- Your instructions: Select each line below that contains the string "person", and copy every one of those lines.

----- Stored records -----

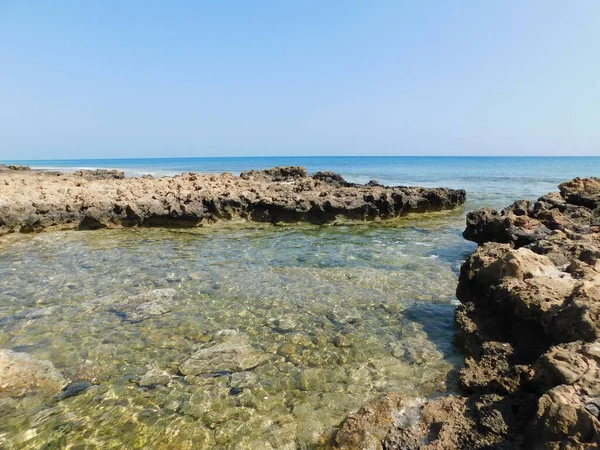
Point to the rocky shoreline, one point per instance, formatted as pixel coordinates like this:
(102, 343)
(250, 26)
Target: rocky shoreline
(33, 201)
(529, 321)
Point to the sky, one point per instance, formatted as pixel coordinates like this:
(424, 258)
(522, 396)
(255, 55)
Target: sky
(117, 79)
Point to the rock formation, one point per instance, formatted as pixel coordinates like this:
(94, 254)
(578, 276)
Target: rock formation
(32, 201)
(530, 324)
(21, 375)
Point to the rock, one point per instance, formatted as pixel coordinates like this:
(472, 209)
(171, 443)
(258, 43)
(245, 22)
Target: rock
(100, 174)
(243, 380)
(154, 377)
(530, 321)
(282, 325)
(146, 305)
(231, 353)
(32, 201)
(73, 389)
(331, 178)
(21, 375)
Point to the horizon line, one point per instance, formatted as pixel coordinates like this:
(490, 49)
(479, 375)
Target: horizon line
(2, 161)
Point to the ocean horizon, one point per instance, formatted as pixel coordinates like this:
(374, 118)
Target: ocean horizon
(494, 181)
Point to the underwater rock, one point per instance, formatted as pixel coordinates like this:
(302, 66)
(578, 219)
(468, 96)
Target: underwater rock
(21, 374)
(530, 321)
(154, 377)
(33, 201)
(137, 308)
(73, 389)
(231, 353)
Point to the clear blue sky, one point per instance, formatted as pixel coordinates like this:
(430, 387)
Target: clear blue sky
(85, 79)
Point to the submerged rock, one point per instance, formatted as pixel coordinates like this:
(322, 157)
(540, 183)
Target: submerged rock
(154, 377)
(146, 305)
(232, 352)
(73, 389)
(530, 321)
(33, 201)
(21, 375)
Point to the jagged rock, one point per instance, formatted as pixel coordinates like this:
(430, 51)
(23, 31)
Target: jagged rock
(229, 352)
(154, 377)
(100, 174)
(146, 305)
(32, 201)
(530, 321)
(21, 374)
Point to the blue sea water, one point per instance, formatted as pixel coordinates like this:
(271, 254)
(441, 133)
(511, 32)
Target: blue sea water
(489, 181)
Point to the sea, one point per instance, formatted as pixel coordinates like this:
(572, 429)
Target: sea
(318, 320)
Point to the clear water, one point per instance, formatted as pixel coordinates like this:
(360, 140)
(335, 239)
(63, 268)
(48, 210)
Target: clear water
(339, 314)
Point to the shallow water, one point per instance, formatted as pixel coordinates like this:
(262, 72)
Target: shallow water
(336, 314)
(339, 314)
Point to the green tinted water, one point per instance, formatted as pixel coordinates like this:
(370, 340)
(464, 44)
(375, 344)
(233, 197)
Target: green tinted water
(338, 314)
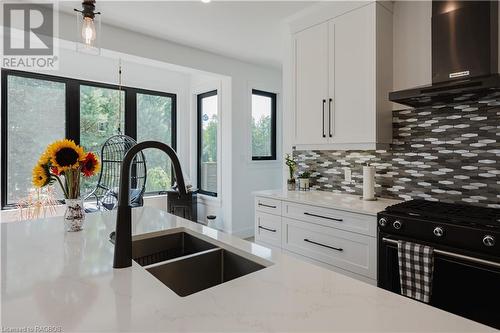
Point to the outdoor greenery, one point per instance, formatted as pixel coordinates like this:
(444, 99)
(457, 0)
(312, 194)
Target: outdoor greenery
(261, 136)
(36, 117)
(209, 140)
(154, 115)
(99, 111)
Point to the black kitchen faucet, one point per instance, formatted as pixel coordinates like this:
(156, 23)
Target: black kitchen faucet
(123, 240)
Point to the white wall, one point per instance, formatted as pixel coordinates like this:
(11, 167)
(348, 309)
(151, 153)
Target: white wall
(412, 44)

-----
----- Stored records -----

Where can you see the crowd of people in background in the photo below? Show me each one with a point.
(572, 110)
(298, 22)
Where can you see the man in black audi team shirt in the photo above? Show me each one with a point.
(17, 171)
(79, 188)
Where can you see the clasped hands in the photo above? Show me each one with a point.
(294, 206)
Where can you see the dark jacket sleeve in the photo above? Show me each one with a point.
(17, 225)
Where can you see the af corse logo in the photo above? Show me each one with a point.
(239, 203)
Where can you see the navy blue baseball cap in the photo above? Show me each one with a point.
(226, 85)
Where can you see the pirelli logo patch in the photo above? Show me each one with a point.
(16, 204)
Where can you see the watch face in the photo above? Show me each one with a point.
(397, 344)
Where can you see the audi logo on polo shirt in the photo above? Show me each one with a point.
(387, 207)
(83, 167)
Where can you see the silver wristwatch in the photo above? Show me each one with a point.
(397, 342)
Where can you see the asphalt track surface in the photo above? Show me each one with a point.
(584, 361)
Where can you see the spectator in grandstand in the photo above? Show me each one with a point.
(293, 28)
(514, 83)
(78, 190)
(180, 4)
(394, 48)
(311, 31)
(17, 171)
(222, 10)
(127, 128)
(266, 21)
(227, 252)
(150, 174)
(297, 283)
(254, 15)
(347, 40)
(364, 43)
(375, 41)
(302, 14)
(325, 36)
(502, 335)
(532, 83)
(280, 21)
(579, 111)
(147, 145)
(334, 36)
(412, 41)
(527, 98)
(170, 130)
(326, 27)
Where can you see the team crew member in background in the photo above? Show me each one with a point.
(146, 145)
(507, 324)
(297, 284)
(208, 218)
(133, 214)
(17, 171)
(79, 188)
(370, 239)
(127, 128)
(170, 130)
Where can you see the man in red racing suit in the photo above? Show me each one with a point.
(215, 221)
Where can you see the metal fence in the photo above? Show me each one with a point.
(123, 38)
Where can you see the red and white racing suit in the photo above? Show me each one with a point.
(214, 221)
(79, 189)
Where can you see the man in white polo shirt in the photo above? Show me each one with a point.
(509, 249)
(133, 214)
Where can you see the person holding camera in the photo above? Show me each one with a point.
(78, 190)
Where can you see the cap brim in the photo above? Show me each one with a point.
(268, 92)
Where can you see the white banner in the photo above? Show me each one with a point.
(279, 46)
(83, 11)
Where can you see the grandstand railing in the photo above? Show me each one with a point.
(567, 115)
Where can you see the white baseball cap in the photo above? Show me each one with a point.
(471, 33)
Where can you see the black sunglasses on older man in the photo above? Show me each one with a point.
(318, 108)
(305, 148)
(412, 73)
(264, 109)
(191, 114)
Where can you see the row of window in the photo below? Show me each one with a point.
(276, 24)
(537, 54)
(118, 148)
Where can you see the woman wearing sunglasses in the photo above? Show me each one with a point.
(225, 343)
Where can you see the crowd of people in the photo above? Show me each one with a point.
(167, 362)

-----
----- Stored records -----

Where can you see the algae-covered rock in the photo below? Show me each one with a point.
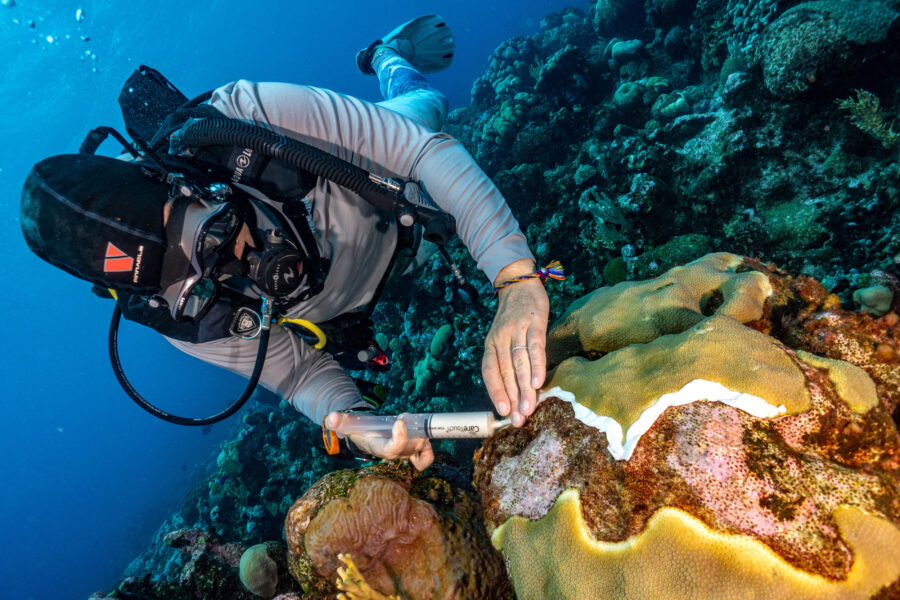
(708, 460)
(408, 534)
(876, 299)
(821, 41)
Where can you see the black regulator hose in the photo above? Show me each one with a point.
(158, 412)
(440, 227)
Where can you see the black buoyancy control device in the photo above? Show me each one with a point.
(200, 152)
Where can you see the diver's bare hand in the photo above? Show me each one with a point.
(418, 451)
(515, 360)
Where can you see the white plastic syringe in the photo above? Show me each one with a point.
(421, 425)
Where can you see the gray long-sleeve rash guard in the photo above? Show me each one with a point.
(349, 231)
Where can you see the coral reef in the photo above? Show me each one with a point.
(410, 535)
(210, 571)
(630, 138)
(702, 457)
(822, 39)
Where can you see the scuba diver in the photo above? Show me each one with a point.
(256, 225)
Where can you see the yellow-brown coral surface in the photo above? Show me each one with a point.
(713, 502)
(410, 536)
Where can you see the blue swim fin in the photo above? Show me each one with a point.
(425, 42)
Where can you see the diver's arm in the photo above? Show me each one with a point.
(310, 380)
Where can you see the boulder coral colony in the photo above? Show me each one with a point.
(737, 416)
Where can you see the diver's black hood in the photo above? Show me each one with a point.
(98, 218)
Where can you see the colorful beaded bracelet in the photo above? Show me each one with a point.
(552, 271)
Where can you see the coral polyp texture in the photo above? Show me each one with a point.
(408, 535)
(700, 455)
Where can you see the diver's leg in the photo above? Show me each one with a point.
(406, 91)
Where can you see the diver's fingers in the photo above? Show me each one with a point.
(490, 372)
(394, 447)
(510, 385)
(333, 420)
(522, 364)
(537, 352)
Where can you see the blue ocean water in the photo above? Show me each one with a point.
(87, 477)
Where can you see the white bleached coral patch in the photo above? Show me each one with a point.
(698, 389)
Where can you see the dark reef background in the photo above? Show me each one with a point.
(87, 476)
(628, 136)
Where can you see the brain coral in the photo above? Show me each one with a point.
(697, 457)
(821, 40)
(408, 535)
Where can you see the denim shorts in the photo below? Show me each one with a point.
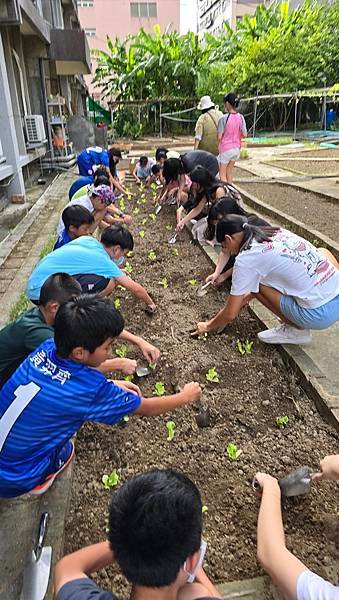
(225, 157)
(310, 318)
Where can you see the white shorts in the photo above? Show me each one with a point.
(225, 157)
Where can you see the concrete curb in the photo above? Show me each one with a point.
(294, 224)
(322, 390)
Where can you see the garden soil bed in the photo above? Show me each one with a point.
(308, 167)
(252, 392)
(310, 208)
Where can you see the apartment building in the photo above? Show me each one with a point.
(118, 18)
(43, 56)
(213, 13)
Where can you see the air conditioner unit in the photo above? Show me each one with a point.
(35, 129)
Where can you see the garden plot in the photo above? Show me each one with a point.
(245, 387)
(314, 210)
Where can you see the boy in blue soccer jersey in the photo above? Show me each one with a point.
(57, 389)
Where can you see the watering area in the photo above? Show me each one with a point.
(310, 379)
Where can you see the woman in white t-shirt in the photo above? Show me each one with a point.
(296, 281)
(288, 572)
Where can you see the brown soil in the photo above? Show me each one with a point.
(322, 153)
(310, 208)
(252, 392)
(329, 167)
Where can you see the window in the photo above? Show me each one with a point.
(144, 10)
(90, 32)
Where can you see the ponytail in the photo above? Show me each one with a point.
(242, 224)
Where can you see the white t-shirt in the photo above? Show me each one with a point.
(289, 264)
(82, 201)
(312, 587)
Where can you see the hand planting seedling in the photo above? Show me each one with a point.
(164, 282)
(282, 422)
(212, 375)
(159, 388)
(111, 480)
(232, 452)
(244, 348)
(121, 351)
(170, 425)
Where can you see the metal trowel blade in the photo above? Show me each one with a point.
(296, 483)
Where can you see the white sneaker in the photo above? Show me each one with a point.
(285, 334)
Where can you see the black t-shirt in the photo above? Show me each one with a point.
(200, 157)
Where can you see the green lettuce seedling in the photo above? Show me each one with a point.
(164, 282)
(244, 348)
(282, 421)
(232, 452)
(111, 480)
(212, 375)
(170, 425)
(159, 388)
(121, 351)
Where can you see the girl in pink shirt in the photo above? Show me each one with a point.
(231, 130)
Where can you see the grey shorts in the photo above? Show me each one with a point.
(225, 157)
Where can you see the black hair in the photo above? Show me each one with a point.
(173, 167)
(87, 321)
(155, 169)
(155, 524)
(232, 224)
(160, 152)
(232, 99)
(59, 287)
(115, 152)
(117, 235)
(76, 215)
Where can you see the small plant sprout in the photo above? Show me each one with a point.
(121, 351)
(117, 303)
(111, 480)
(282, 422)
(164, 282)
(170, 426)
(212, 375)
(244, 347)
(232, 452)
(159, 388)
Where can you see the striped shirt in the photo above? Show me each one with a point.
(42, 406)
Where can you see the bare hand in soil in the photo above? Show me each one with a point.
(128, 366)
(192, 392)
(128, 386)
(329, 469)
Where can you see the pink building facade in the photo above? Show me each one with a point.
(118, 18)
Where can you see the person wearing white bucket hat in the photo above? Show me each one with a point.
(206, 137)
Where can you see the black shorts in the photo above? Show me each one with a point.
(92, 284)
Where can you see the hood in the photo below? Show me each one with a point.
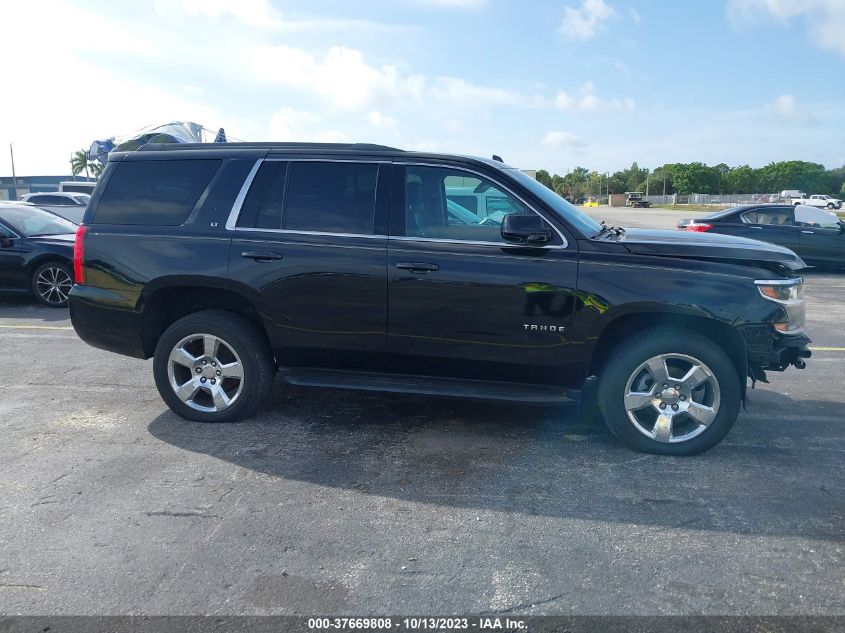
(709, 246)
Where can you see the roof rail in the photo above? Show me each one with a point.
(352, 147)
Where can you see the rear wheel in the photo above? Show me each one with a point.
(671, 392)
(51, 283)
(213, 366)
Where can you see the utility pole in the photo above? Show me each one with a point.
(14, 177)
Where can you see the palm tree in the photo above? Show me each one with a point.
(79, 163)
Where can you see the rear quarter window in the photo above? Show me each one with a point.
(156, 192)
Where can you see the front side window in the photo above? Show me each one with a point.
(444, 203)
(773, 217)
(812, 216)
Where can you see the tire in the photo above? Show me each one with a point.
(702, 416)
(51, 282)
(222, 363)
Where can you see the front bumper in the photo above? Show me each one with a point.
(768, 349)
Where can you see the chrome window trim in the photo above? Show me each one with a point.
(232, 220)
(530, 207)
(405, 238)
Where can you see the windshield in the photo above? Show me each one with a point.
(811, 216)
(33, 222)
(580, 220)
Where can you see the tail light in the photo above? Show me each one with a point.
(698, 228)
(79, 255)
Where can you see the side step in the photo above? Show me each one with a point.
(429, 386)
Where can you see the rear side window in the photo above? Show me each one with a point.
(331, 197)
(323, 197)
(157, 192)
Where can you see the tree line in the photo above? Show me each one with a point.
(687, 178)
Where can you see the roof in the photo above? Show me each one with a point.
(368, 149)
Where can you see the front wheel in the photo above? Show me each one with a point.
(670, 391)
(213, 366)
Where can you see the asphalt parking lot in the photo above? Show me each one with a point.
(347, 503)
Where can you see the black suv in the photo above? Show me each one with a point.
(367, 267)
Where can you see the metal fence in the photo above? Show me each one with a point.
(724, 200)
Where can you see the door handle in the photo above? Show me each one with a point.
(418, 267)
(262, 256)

-----

- Task answer:
Where can you see the person holding camera in the photo above? Show me each one with a point.
Where can you see the person wearing white bucket hat in the photo above? Show me each one with a point.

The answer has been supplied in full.